---------- Reading passage ----------

The cross-cultural attribution of poverty
Yet culture, and how we understand it, can be used to focus on why people with different ‘cultural schemas’ attribute different causes to poverty as Homan and colleagues in 2017, again focused on the Unites States, point out. They refer to a broad classification of individual attribution (poverty is due to individual traits and behaviours) and structural attribution (locating the cause of poverty to societal features). These are not necessarily binary attributions as people can adhere to a mixture of both individual and structural attribution. Having said this, these authors tell us that studies have suggested Americans are more likely to attribute individual causes, with some demographic variation (cross-cutting sociocultural segmentation): women are more structuralist in their attribution than men, and non-whites are more structuralist than whites. Homan and her team add a further attribution classification as a result of their empirical study – that of interactionalism.

---------- Provided data ----------

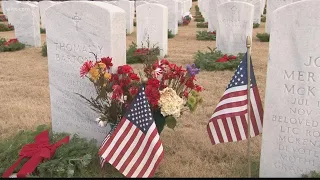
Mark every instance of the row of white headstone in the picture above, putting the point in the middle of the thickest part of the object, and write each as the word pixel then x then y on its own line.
pixel 291 130
pixel 27 21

----------

Directives
A - In the passage on the cross-cultural attribution of poverty, what attribution classification did Homan and her team add as a result of their empirical study?
B - Resume the passage on the cross-cultural attribution of poverty, picking up right after its final sentence.

Exercise answers
A - Interactionalism.

B -
This research identifies the perceived nature of poverty as a major factor of how attribution is allocated. Structuralist causes tend to be attributed to what is perceived as intergenerational poverty: failure of society to provide good schools, lack of opportunity, not having the right contacts, lack of public services, prejudice/discrimination in policing, prejudice/discrimination in hiring, promotions and wages, and being taken advantage of by the rich. Individualistic causes of poverty are more likely to be attributed to downward mobility: alcoholism and drug abuse, making bad choices, choosing to engage in criminal activity, personal irresponsibility, and lack of thrift. Interactionalist causes are also more likely to be attributed to intergenerational poverty yet emphasise aspects such as negative role models, influence of peers, and presence of gangs.
Clearly in this research, the attribution of the reasons for poverty should be seen from an intersectional perspectives, taking into consideration segmentation by such as gender, socio-economic and socio-cultural aspects. Different cultural attribution stories are associated to these different segments of society.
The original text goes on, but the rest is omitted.